[SOURCE PASSAGE]

10 different kinds of questions
If we can imagine it or not, we couldn’t be able to stop Covid-19 hundred years later to become a pandemic, and we couldn’t prevent many deaths. Still on the other hand there are currently 193 vaccine trials. We have excellent intensive care. We do major testing. We limit social life and partly sacrifice our economy.
Will we fight any virus like we fight Corona in the future? Influenza (Flu), Smallpox, SARS, MERS, Ebola, Herpes, AIDS and many other viruses? Will we fight other health or social issues the same way?
This poses the question: How we should rearrange society and especially our health care in order to fight any new crisis? To do this we may create a policy more based on questions of causes and effects.
- Why does it take so many years to develop a vaccine (up to 15 years) and what can be done to accelerate this process in the future?
- Why was it hard to scale physical resources? Will there be plans to scale medical resources? Will there be intensive care units available in the future to deploy in outbreak regions. Will there be crash courses to train health care personnel (and those who want to shift) for a specific health care crisis?
- Why haven’t there been a similar reaction to influenza in the past? Influenza causes also a lot of deaths, but we almost didn’t take any measures. Why do we still accept this, just like traffic accidents, air pollution (estimated for 7 million deaths a year)? Why don’t we fight these things the same way we do with Covid-19?
- A lot of governments are steering the economy. For example subsidies for electric cars to help the shift from natural resources to sustainable ones. How can we make things like fighting virus more profitable? So that startups focus on such things instead of making another app or platform?
- Why did every country respond on its own and there was no cooperation possible?
- Why are there no rules on capturing data? Every country has its own way to record cases and fatalities, so that it’s harder to compare measures between countries.
- How does our modern way of living (overpopulation, overweight, traveling) had effect on the spread?
- What are we really doing with overweight and diabetes which were a huge risk factor?
- What is done to fight the root causes? The hypothesis is that this is because animal markets and bad hygiene standards? Shouldn’t this be a primary focus?

[/SOURCE PASSAGE]

— WHAT TO PRODUCE —
Carry on the piece about questions for handling future pandemics, starting after its last question about root causes.

[SOURCE DATA]

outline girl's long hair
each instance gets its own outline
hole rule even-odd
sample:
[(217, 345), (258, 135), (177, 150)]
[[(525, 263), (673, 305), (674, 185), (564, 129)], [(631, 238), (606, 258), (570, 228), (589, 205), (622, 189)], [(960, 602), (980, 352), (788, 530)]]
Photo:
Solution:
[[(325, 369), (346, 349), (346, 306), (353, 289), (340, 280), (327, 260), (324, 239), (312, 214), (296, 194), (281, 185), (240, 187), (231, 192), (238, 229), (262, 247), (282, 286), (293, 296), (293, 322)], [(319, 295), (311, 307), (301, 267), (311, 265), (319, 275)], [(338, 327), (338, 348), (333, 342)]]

[/SOURCE DATA]

— RESULT —
- How far do we go to make a makeable society? What do we sacrifice and what do we accept?
These are all questions which don’t get a lot of attention.
These questions are actually the key to long term answers. And to answer these questions we really make big investments and tough decision. We need to go stand before the tunnel which represent the crisis and have a broad view why we get into the crisis in the first place.
When a major incident happens in IT an extensive root-cause analysis is carried out. Accordingly, a problem is being defined and steps are being made to structural solving the issue so that it doesn’t happen again.
One might expect that a thorough root-cause-analysis is done for Corona. Where did Covid-19 originate? This is very difficult to find out with such a tiny virus and some many infections. We do know it started in the Wuhan region. Research also has shown that the virus is of natural origin (and not lab-made as is sometimes being claimed). Most suspected are animal markets in Asia. In this case in China.
Ironically in Asia the Coronavirus is largely under control, but in the rest of the world causes major problems. Are we now coming together in the UN to address the issue and take measure accordingly to prevent this would not happen again? No, this doesn’t happen.
We are very far from a makeable society. But if we want to become more like it, we don’t only need to change our attitude, but we need to pay more attention to the cause and effect on every level of our society.